*** EXCERPT PROVIDED ***
However, those ecstatic moments are very rare and there is no possibility
and no need to expect a full mobilization of community members all
the time. The community has to be able to transform itself into
one based on less intensive social, traditional, functional and
institutional bonds for it to exist and to continue in the so-called 'normal'
times. According to Plessner, this capability
of transformation is exemplified by the considerable wisdom possessed
by the Church and the state, making it possible for them to continue
in history, in contrast to both kinds of Communist ethos: nationalistic-racist
and international, which promise a permanent mobilization and identity
of their followers.
*** DATA TO PROCESS ***
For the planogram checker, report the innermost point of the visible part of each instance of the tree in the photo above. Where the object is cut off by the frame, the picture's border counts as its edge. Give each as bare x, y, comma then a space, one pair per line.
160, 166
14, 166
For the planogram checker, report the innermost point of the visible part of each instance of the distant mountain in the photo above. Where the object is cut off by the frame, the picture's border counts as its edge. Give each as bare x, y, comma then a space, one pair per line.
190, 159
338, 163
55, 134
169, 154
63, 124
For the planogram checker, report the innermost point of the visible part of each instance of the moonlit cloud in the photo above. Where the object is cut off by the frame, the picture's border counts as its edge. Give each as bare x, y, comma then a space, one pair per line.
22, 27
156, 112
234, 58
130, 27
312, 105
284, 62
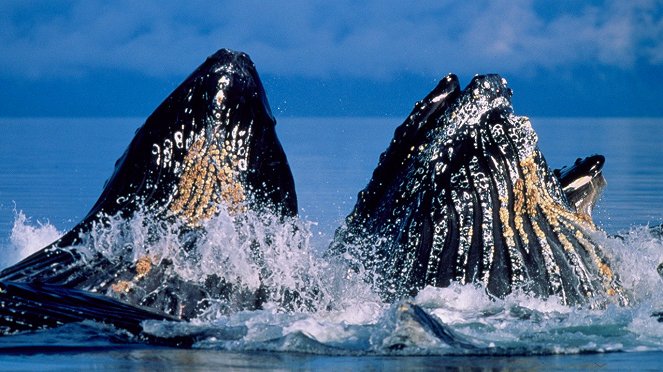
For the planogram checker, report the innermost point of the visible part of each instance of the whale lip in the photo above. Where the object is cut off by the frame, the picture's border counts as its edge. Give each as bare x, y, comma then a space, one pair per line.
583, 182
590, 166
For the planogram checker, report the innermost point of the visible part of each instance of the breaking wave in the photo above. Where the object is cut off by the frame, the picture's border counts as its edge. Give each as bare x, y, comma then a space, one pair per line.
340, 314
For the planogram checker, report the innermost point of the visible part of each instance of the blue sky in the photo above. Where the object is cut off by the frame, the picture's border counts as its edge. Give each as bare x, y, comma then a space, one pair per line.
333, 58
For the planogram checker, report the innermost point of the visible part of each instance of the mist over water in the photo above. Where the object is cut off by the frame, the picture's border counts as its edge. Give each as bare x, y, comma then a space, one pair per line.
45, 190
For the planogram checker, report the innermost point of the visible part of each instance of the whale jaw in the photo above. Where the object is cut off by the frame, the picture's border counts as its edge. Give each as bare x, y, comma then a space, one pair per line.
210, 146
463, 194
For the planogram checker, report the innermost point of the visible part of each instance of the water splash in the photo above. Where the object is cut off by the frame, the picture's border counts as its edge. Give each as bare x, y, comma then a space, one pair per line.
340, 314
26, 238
***
*** DATA TO PROCESS ***
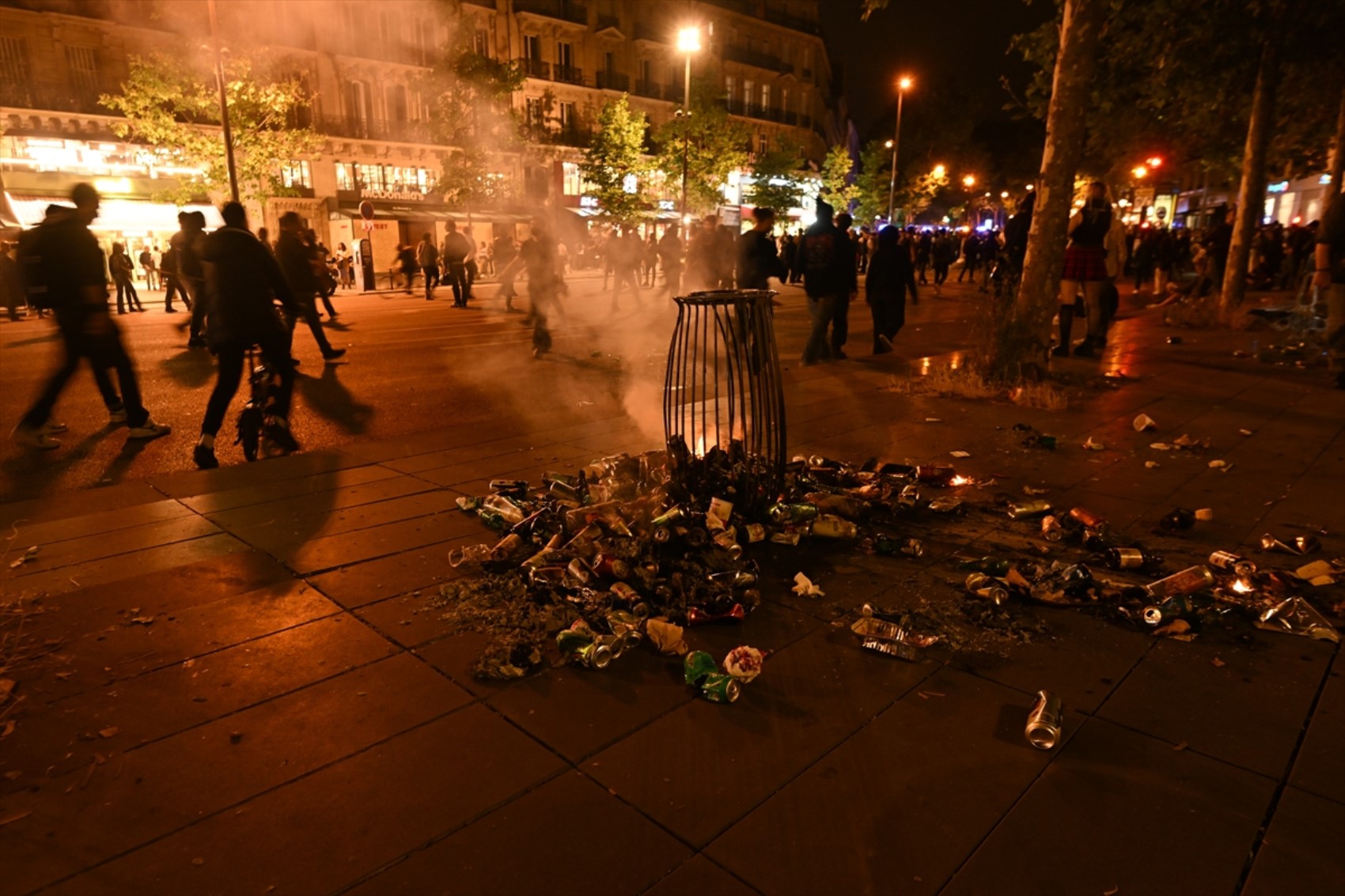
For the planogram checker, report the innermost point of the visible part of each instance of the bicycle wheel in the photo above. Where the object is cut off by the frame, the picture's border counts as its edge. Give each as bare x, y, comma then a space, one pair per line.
***
• [WORK TO DO]:
a) Write out the passage on community and its capacity for transformation in full, word for word.
b) List each line of the listing that contains the string "water", copying those lines unchanged.

• [IN RESPONSE]:
a)
However, those ecstatic moments are very rare and there is no possibility
and no need to expect a full mobilization of community members all
the time. The community has to be able to transform itself into
one based on less intensive social, traditional, functional and
institutional bonds for it to exist and to continue in the so-called 'normal'
times. According to Plessner, this capability
of transformation is exemplified by the considerable wisdom possessed
by the Church and the state, making it possible for them to continue
in history, in contrast to both kinds of Communist ethos: nationalistic-racist
and international, which promise a permanent mobilization and identity
of their followers.

b)
For the planogram checker, report the innermost point of the visible part of each instance of the mist over water in the photo above. Where the object is cut off by the frame, the picture's border counts as its edge. Give each as bare x, y, comma then a space, one pair per line.
For the planogram checker, report the innermost point of the visible part of each instance of the water splash in the photo above. Where the object is cut off by the frame, the picture's border counts as its edge. Give each as bare x, y, comma then a space, one pair per line.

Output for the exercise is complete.